— start of Material for this exercise —

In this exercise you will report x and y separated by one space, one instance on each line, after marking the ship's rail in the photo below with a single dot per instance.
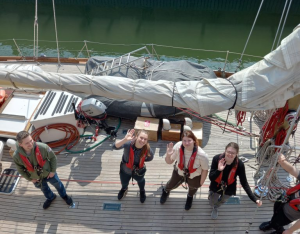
79 51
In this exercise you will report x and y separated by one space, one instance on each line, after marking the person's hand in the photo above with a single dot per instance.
287 232
130 135
170 149
221 164
51 174
281 158
259 203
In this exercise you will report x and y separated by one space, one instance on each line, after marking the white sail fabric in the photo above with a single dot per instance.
265 85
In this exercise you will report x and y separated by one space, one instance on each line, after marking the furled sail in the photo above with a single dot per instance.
265 85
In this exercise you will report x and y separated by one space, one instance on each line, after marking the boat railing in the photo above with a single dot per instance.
216 59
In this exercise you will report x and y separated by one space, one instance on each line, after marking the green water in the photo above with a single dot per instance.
216 30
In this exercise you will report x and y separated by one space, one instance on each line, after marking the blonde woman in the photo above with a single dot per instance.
191 167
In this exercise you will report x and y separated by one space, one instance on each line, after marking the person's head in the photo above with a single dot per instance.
231 152
25 141
141 141
189 140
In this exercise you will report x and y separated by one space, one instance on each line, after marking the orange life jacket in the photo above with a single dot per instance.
231 177
191 162
39 159
130 162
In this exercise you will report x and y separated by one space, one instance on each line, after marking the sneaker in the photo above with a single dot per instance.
188 204
68 200
214 213
164 196
122 193
265 226
142 196
278 231
48 202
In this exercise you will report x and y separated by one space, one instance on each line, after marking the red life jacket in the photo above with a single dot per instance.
39 159
231 177
191 162
130 162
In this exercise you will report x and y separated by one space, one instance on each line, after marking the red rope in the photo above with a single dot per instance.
276 120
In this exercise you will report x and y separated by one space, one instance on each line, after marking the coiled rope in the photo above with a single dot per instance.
71 135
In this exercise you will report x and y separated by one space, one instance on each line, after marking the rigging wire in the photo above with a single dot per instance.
58 60
284 23
279 24
240 60
35 32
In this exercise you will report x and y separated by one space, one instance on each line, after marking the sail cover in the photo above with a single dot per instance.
265 85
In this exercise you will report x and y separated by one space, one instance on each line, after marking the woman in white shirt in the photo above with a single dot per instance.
191 167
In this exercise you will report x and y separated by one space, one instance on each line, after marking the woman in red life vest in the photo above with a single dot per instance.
191 166
225 168
136 151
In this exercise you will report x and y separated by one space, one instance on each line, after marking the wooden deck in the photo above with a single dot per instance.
92 179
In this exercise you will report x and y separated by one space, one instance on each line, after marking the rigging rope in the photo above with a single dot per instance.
240 60
284 23
58 60
35 32
279 24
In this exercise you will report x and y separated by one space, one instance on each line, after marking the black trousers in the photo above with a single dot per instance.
177 180
279 219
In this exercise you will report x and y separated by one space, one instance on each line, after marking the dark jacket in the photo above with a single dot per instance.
231 189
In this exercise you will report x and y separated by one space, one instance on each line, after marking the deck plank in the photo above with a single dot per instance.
93 179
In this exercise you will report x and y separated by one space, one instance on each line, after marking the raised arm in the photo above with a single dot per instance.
214 169
128 137
288 166
170 152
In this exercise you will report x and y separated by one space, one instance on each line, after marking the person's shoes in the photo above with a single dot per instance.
214 213
279 230
122 193
164 196
142 196
48 202
188 203
265 226
68 200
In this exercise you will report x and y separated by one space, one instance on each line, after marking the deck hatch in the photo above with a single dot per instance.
233 201
112 206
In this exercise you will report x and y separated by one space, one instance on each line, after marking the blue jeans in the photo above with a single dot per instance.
55 181
125 178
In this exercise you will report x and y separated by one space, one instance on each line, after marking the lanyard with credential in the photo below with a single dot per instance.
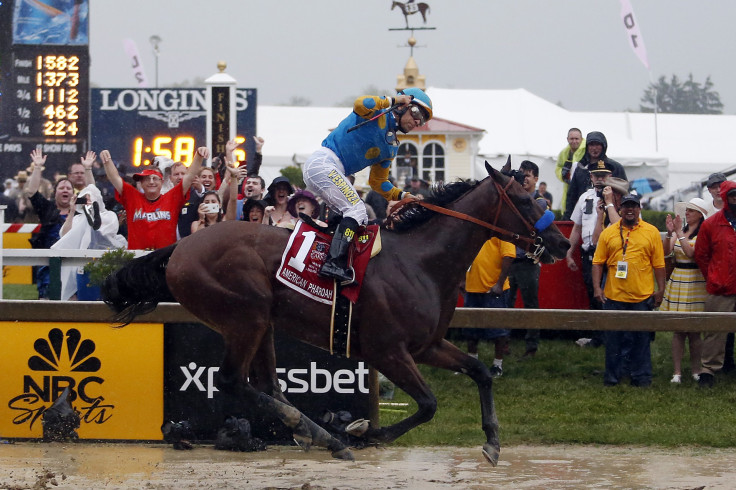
624 243
622 268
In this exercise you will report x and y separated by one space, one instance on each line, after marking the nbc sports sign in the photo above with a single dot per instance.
115 377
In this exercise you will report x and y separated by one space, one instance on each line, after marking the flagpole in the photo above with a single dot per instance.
656 110
637 44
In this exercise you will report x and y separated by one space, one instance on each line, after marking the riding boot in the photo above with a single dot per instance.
336 265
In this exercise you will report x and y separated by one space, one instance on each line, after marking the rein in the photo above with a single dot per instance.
532 241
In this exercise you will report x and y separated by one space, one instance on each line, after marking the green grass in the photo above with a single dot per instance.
558 397
20 291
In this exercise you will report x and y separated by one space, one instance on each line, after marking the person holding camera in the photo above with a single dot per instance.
210 210
596 146
589 212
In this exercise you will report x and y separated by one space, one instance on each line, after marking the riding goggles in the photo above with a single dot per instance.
417 114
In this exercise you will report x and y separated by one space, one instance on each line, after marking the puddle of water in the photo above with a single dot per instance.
136 465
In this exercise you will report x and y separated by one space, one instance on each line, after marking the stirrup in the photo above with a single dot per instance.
339 278
348 282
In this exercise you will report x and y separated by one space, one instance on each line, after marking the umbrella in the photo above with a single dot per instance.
645 186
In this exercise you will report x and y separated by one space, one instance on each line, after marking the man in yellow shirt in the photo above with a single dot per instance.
487 286
632 252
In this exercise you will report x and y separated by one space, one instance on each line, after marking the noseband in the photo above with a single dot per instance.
534 243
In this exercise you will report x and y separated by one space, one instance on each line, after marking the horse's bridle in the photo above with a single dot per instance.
534 242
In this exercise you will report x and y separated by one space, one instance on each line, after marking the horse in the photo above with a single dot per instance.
226 276
411 8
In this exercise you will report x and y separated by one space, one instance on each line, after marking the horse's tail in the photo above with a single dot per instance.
137 287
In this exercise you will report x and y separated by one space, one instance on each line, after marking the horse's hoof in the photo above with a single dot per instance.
344 454
303 442
358 427
491 454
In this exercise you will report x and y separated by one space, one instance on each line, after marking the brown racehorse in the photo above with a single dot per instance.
422 8
225 275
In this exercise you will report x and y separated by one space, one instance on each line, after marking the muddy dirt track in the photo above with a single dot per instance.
88 465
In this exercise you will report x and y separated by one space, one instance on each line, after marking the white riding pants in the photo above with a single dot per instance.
325 176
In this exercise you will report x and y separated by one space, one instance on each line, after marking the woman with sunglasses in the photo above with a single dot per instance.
210 210
366 138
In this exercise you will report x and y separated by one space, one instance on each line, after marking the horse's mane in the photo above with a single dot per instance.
412 214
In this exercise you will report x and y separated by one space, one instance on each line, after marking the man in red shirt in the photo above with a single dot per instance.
151 216
714 255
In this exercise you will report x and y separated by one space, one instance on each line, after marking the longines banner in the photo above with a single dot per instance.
115 376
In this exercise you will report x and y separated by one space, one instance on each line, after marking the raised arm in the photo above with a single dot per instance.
231 206
111 171
38 159
87 161
200 155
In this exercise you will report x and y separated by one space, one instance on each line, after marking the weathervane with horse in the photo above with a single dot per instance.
410 8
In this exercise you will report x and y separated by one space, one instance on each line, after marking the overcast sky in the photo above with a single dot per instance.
572 52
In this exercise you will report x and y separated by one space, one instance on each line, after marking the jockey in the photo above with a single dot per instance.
374 144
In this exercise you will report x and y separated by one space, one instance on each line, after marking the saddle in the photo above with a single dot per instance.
303 257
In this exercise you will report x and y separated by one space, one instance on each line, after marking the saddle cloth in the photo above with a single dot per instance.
307 250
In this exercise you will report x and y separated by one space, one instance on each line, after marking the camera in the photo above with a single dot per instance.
211 207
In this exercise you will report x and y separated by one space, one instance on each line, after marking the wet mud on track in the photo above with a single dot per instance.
107 465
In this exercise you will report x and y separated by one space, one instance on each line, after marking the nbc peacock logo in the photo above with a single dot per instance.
62 360
51 356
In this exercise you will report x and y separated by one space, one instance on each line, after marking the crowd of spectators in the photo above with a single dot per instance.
621 261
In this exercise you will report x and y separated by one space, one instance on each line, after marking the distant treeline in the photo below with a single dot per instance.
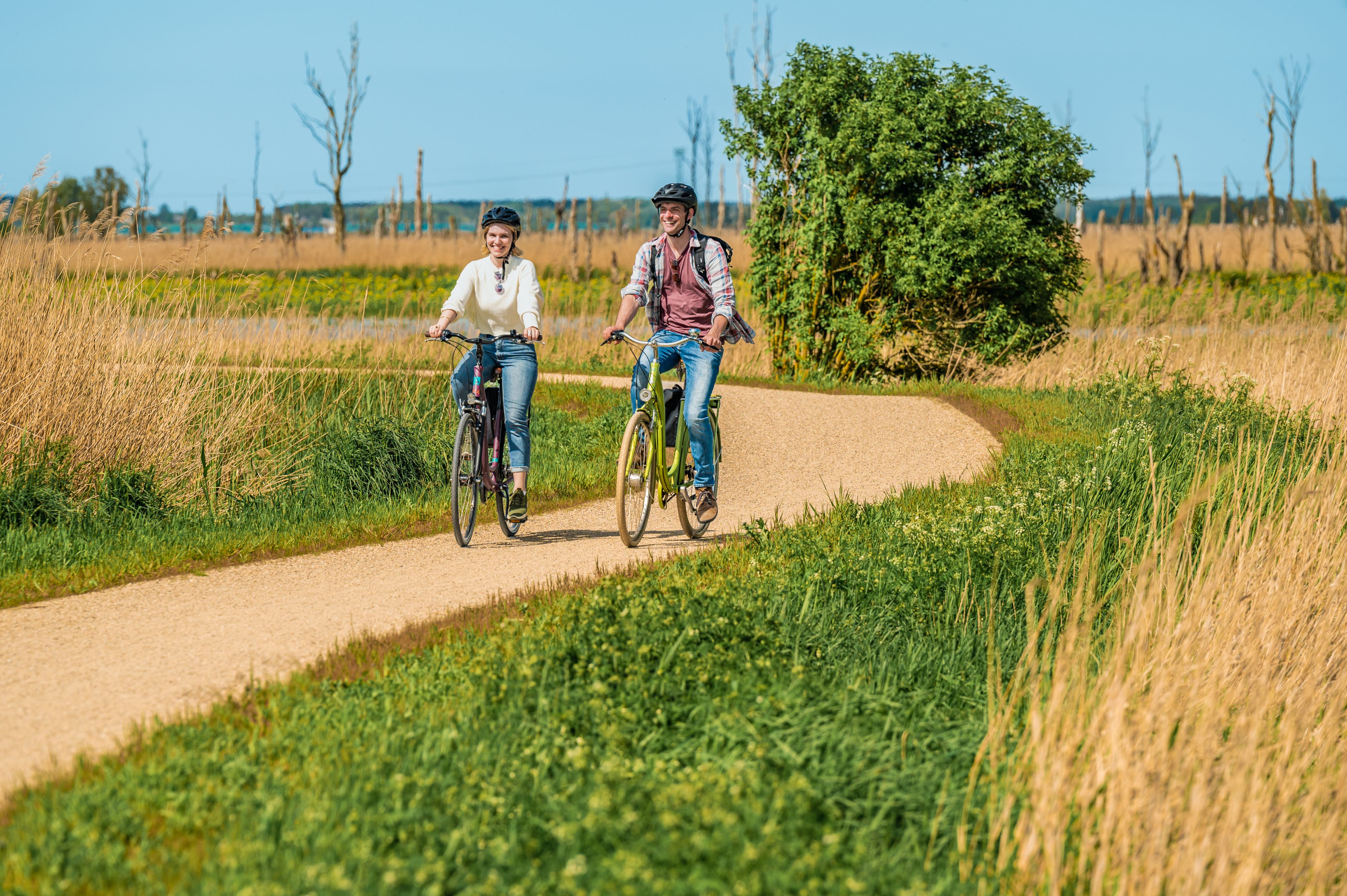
1206 211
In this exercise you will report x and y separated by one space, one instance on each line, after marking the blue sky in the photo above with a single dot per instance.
507 98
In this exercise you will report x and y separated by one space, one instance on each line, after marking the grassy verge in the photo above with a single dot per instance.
375 469
799 712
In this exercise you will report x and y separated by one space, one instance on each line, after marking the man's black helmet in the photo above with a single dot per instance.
677 193
502 215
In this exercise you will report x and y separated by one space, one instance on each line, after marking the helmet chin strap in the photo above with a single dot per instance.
686 226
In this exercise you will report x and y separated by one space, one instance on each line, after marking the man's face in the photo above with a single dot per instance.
673 218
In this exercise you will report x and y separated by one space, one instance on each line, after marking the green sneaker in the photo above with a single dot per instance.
518 508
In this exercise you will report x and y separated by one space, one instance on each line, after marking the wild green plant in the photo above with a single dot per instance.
799 712
906 218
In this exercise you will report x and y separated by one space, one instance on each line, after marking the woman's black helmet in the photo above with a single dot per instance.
502 215
677 193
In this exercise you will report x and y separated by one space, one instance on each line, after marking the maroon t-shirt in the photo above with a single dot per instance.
686 306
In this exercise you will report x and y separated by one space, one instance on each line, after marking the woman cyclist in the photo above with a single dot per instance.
499 294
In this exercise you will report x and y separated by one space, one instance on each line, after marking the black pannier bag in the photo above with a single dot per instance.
673 407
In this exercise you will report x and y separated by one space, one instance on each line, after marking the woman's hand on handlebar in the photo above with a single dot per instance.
437 329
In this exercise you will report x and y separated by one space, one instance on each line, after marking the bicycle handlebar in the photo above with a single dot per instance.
482 340
624 335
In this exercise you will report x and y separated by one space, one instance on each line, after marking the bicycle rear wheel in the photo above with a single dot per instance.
465 477
635 487
502 515
694 527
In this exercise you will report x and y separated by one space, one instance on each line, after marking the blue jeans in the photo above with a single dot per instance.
519 375
702 368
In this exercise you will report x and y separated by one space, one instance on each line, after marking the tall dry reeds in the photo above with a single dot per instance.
84 364
549 250
1195 743
1241 246
1295 364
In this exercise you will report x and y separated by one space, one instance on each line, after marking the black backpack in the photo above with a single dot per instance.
700 254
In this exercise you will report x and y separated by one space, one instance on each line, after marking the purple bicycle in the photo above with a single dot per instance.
478 469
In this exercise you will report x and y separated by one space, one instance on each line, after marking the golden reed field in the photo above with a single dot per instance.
1200 744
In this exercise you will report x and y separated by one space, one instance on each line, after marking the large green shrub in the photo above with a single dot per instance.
906 220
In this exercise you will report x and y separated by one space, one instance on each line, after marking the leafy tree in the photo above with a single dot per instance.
906 222
68 192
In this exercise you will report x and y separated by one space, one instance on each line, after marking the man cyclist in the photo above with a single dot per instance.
684 281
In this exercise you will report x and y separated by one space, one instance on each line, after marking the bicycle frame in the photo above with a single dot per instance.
492 422
666 476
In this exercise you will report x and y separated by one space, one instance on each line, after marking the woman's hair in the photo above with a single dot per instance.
514 238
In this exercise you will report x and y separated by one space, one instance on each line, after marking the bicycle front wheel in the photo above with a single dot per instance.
635 487
465 477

— end of Material for this exercise —

Work to complete - Return, unchanged, the stretch of records from the line containing "the bicycle front" through the end of the records.

Complete output -
In this exercise you will report x and y separated by one space, one instance on each line, after marking the bicycle front wheel in the photo above with a single dot per instance.
635 487
465 477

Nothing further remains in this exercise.